Background – 02

The U.S. Dietary Guidelines for Americans (DGA) were launched in 1980.

Congress mandated this policy in 1990, directing the government to publish dietary guidance for the “general public…based on the preponderance of the scientific and medical knowledge which is current at the time the report is prepared.”

(See: National Nutrition Monitoring and Related Research Act, P.L.101-445)

These recommendations are enormously influential, as they largely inform our ideas about healthy eating.

They also drive food and nutrition policy decisions, such as:

  • The National School Lunch Program (NSLP)
  • Supplemental Nutrition Assistance Program educational programming (SNAP-ed)
  • Special Nutritional Program for Women, Infants and Children (WIC)
  • Military food programs
  • Nutrition support for the elderly
  • Back-of-package labeling on packaged foods
  • Dietary advice dispensed by doctors, nurses, dieticians, nutritionists, and other health professionals

Some questions have been raised about the Guidelines in recent years. Our two top concerns:

Are the Dietary Guidelines Intended for all Americans?

Congress stated that the Guidelines should be for the “general public.” Yet the agencies overseeing the Guidelines,  the U.S. Departments of Agriculture and Health and Human Services (USDA-HHS) have interpreted this scope to mean that the Guidelines are only for “healthy Americans.”

A majority of Americans were indeed healthy in 1980 – when the Guidelines were launched – yet today, this is no longer the case.

The continued focus by USDA-HHS exclusively on “healthy Americans” has grave ramifications and limitations, since:

The policy’s one-size-fits-all approach excludes hundreds of millions of Americans with nutrition-related diseases.

60%

adults in the U.S. have a chronic medical condition.

2 in 3

Americans are overweight or have obesity.

100 million+

Americans have diabetes or prediabetes.

This narrow focus disproportionately impacts minority communities, including African Americans, Hispanics, and indigenous communities. These communities are more reliant on federal nutrition programs and also suffer from higher rates of chronic disease.

In fact:

Racial and ethnic minorities are up to two times more likely to have nearly all major chronic diseases.

40 percent (about 18 million) of SNAP participants are racial or ethnic minorities.

———

▸ **Required work**
a - Rewrite the stretch of the Dietary Guidelines background from "Racial and ethnic" through "or ethnic minorities.", swapping "chronic diseases" for "chronic illnesses".
b - According to the Dietary Guidelines background, which agencies oversee the Guidelines?

———

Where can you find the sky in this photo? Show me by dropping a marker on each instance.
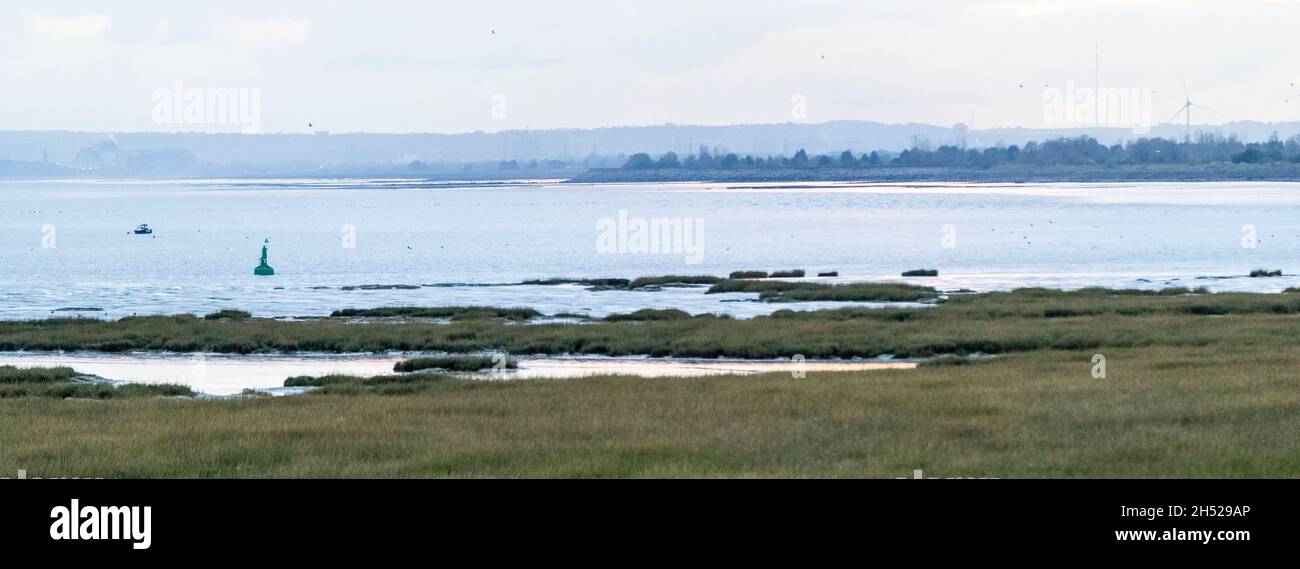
(456, 66)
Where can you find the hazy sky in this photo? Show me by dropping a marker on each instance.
(436, 66)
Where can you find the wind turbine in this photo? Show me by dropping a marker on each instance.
(1187, 112)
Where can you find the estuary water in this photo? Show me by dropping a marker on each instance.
(68, 250)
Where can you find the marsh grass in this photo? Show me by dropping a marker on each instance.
(438, 312)
(66, 383)
(454, 363)
(1187, 411)
(993, 322)
(672, 279)
(807, 291)
(228, 315)
(358, 385)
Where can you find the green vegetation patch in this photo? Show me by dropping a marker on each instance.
(454, 363)
(438, 312)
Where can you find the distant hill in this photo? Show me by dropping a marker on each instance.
(269, 153)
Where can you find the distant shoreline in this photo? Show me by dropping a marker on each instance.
(1006, 174)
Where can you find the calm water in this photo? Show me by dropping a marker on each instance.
(68, 243)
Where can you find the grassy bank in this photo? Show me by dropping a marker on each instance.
(1162, 412)
(997, 322)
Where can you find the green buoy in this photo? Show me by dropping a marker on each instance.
(264, 269)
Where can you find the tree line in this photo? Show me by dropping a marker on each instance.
(1065, 151)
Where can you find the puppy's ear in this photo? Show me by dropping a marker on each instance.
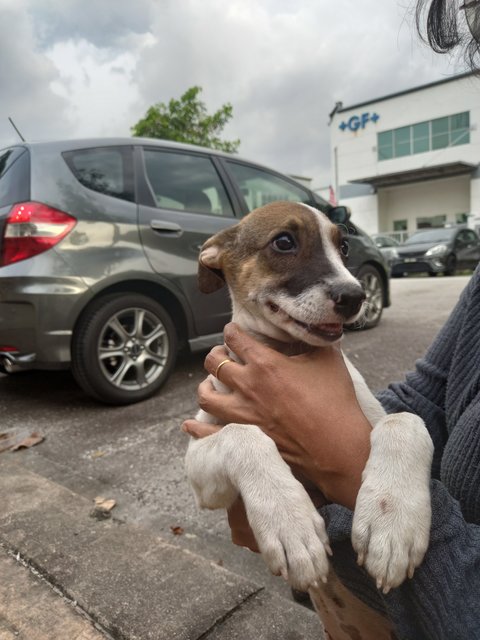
(210, 261)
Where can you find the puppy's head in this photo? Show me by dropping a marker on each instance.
(284, 264)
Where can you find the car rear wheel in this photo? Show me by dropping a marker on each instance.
(373, 287)
(123, 348)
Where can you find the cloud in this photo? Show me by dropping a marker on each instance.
(92, 69)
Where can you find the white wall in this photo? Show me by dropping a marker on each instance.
(447, 196)
(356, 152)
(354, 157)
(364, 212)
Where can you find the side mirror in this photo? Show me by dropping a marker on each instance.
(339, 215)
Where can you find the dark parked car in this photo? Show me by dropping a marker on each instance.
(387, 247)
(99, 242)
(434, 251)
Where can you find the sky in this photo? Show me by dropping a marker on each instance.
(83, 68)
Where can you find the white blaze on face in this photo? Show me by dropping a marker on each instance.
(314, 305)
(339, 270)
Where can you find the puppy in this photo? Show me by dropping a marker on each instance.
(284, 265)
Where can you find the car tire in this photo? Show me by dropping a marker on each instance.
(373, 285)
(124, 348)
(451, 265)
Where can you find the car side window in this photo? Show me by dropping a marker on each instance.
(186, 182)
(470, 237)
(259, 187)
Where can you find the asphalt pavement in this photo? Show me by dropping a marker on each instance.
(142, 572)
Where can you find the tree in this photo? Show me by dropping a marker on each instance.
(187, 120)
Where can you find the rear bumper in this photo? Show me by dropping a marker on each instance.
(420, 265)
(37, 316)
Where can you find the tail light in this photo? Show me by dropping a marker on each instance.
(30, 229)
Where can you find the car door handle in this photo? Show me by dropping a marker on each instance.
(166, 227)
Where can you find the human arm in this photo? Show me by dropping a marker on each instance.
(322, 433)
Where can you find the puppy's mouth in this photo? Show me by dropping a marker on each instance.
(330, 331)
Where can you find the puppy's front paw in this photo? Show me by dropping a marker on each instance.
(390, 531)
(290, 533)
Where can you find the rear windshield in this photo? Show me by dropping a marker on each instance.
(108, 170)
(14, 175)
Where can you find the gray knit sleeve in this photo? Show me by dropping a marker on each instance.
(442, 600)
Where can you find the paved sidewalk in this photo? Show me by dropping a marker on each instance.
(130, 583)
(30, 608)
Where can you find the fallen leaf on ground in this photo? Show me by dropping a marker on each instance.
(22, 439)
(102, 508)
(106, 504)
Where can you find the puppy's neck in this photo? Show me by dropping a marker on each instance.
(268, 334)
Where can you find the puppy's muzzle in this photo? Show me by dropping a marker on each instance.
(348, 299)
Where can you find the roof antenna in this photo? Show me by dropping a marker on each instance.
(14, 126)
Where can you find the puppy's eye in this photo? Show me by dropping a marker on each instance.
(284, 243)
(344, 248)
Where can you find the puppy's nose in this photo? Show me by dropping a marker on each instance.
(348, 298)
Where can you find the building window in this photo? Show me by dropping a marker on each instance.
(424, 136)
(400, 225)
(431, 222)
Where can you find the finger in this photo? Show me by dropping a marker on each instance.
(214, 357)
(199, 429)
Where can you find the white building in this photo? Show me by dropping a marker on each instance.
(411, 159)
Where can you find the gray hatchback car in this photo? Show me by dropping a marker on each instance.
(99, 242)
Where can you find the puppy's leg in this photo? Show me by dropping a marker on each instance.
(391, 524)
(289, 532)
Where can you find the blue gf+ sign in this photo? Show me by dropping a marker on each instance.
(358, 122)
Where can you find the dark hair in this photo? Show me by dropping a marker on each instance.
(448, 27)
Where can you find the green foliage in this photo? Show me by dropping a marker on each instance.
(187, 120)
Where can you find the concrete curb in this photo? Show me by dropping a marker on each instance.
(132, 584)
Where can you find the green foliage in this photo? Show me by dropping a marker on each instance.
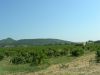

———

▸ **Solutions**
a -
Racial and ethnic minorities are up to two times more likely to have nearly all major chronic illnesses.

40 percent (about 18 million) of SNAP participants are racial or ethnic minorities.

b - The U.S. Departments of Agriculture and Health and Human Services (USDA-HHS).